● Tarefas propostas
1. Resuma em duas frases o texto sobre a centralidade da tecnociência.
2. Segundo o texto sobre a centralidade da tecnociência, quais novas tecnologias geram em especial a riqueza que faz o capitalismo se expandir?
3. Escreva a continuação do texto sobre a centralidade da tecnociência, começando logo após a última frase apresentada.

Sunday, August 27, 2006

4 – Centralidade da tecnociência

O desenvolvimento técnico-científico é um dos principais elos de ligação entre as transformações que ocorrem na sociedade atual e a futura forma de vida que tais mudanças anunciam. Trata-se da emergência de um novo modo de produção e uma nova subjetividade e, necessariamente, de uma outra economia, outra organização política, outros valores, outras categorias de pensamento e outro léxico, distintos dos que herdamos da modernidade e que estamos acostumados a praticar.
A tecnociência, portanto, é central desde já, ou melhor desde o momento em que o capital começa a depender menos do trabalho para se reproduzir e mais das inovações científicas aplicadas à produção. Trata-se de um fenômeno mais amplo que o ‘desemprego tecnológico’ e o ‘exército de reserva’ característicos do capitalismo industrial. Hoje não resta dúvida de que o capitalismo se expande em decorrência da riqueza gerada pelas novas tecnologias, em especial a informática e a biogenética, enquanto o trabalho imediato é deslocado do papel predominante no sistema produtivo. O próprio capital é levado a buscar outras oportunidades de lucro e formas de reprodução. O sistema produz cada vez mais riqueza como menos trabalho e, também, com menos capital.

Trecho do conjunto de dados
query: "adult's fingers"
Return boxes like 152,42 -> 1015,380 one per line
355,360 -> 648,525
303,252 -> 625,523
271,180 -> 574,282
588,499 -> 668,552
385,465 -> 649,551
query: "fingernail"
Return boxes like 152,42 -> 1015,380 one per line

● Respostas
1. O desenvolvimento técnico-científico liga as transformações da sociedade atual a uma futura forma de vida, marcada por um novo modo de produção, uma nova subjetividade, outra economia, outra organização política e outros valores. A tecnociência é central desde que o capital passou a depender menos do trabalho e mais das inovações científicas aplicadas à produção, de modo que o sistema gera cada vez mais riqueza com menos trabalho e menos capital.

2. A informática e a biogenética.

3.
A questão que se coloca hoje para a tecnociência é a mesma da problemática do próprio capitalismo. Embora tenha o poder imenso de gerar riqueza, o capitalismo contemporâneo produz cada vez mais miséria e destruição, mantendo em extrema pobreza a maior parte da humanidade e oferecendo aos demais, aos seus supostos ‘beneficiários’, o avanço progressivo do medo, da angústia e do niilismo. Sob a lógica atual, esfumaçam-se igualmente as esperanças de que o progresso técnico-científco abriria caminho para o fim da pobreza e o acesso de todos ao bem-estar e aos benefícios de uma sociedade mais próspera, livre e justa. Ao contrário, o que se vê é o aumento em vez da redução das distâncias entre as pessoas e os países. Assim, a tecnociência está no centro tanto do sistema presente, que radicaliza o ‘apartheid’ social, como é o alicerce da forma de vida do futuro, de comunhão da riqueza e do saber, prenunciada pelas transformações que ela mesma promove.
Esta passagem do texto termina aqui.